● Task to complete: Change "one dot per instance" to "one dot for each instance" throughout the records and write them all out again, leaving everything else untouched. Omit the pictures.

***

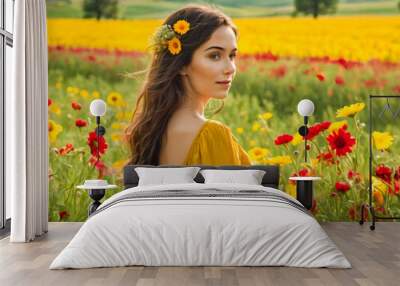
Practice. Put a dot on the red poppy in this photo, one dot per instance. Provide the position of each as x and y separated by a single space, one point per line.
397 173
341 186
353 175
80 123
91 58
283 139
99 165
63 214
75 105
65 150
396 188
324 125
279 72
327 157
339 80
341 141
320 76
92 142
383 172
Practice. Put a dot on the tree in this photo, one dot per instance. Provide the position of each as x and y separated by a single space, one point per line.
100 9
315 7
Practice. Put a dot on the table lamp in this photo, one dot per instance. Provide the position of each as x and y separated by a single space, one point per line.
305 109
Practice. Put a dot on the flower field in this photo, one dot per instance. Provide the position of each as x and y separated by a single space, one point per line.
334 61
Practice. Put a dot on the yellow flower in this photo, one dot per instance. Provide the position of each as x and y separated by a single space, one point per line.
84 93
279 160
116 125
95 94
239 130
258 153
54 130
256 126
116 137
115 99
350 111
181 27
378 198
174 46
336 125
297 139
55 109
382 140
265 116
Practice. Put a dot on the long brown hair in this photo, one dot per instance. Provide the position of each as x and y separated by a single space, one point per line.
162 92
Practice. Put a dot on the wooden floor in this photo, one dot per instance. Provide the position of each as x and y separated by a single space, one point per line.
374 255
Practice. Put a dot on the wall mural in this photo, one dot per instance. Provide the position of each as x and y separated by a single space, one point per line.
336 58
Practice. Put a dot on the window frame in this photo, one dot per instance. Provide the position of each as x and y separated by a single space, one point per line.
6 39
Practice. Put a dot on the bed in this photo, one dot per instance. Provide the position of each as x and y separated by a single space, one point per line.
201 224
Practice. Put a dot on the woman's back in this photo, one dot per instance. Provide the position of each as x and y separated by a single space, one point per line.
209 143
178 139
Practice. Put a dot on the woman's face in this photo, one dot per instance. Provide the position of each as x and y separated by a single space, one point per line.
212 69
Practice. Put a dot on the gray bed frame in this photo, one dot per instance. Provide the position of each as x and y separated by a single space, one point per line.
270 179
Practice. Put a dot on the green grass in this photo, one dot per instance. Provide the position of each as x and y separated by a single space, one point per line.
150 9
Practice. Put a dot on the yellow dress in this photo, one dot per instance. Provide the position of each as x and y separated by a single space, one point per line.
215 144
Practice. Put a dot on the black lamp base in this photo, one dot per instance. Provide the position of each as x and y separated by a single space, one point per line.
304 193
96 195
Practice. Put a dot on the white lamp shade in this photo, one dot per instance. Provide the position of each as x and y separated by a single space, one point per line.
98 107
305 107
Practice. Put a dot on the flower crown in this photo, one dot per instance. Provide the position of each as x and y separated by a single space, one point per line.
168 36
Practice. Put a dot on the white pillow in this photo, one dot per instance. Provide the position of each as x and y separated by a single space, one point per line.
250 177
162 176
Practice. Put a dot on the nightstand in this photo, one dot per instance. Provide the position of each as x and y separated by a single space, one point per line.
97 190
304 190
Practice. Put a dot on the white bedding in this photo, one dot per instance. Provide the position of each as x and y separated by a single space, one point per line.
181 231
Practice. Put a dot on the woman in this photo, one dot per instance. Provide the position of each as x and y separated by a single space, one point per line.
193 61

***

● The output:
Practice. Put a dot on the red poppy in this photo, one dot for each instance. Provide the position of each as x and y separated by a single space, one point per line.
397 173
341 186
353 175
80 123
91 58
283 139
99 165
63 214
75 105
65 150
396 188
324 125
279 72
327 157
339 80
341 141
320 76
92 142
383 172
Practice. Put a dot on the tree in this photo, one dot for each instance. Provide the position of each as x and y separated by a single space, one point per line.
100 9
315 7
Practice. Put a dot on the table lamp in this photo, one dot for each instance. Provide the position of each as x and y separated by a single space, one point per line.
305 109
Practice. Put a dot on the flower field in this photo, one dot for each instance. Provide the position of each as x and y separated by a single space, one point per line.
334 61
Practice. Put a dot on the yellow flower in this photo, one dot for each instance. Provide the position of each as x and y separated by a single space, one point per line.
84 93
279 160
116 125
95 94
239 130
258 153
54 130
256 126
116 137
115 99
350 111
181 27
378 198
174 46
336 125
297 139
55 109
382 140
265 116
Practice. Put a dot on the long brown hair in this photo, one dot for each instance. Provide the position of each as x and y separated by a single space, one point per line.
162 92
Practice. Put a dot on the wooden floor in this photo, one dot for each instance. Provide the position of each as x and y separated by a single space, one point per line.
374 255
Practice. Put a dot on the wall mural in this photo, one dot for each instance. Provide the position of each as x and y separated by a single space, one point per line.
336 58
Practice. Put a dot on the window frame in this photo, one dot for each instance. Provide the position of each as x and y separated by a single space, one point per line.
6 39
Practice. Put a dot on the bed in this photo, one dot for each instance. Provide the position of each as x and y separated by a single space, one point per line.
201 224
Practice. Put a dot on the woman's back in this photo, one dot for each instance. Provide the position of each as x and y separated by a single space, one point per line.
209 143
178 139
Practice. Put a dot on the woman's face in this photo, one dot for each instance. Provide the position of each as x and y separated by a single space, one point per line.
212 69
Practice. Put a dot on the gray bed frame in this photo, one dot for each instance. Provide the position of each as x and y separated by a single space, one point per line.
270 179
Practice. Put a dot on the green grass in this photo, one dot for each instance. Provide the position of each as x and y separated by a single space, one point per line.
150 9
Practice. Put a dot on the yellow dress in this photo, one dot for each instance. Provide the position of each as x and y separated by a single space, one point per line.
215 144
Practice. Put a dot on the black lamp base in this photo, one dot for each instance. Provide the position of each as x and y separated by a single space, one point per line.
304 193
96 195
Practice. Put a dot on the white lamp shade in this photo, one dot for each instance. Provide the position of each as x and y separated by a single space, one point per line.
98 107
305 107
Practice. Put a dot on the flower crown in this photo, one dot for each instance. Provide the position of each as x and y separated by a single space, one point per line.
168 36
Practice. Put a dot on the white pillow in this photo, one dot for each instance. Provide the position of each as x and y separated by a single space, one point per line.
250 177
162 176
Practice. Put a dot on the nightstand in this photo, one dot for each instance. Provide the position of each as x and y separated by a single space, one point per line.
97 190
304 190
Practice. Put a dot on the white bedding in this photo, one dot for each instance. Provide the position of each as x and y separated by a single space, one point per line.
181 231
Practice. Put a dot on the woman in this photo, one dot for each instance. Provide the position of each as x and y separated by a single space, one point per line.
193 61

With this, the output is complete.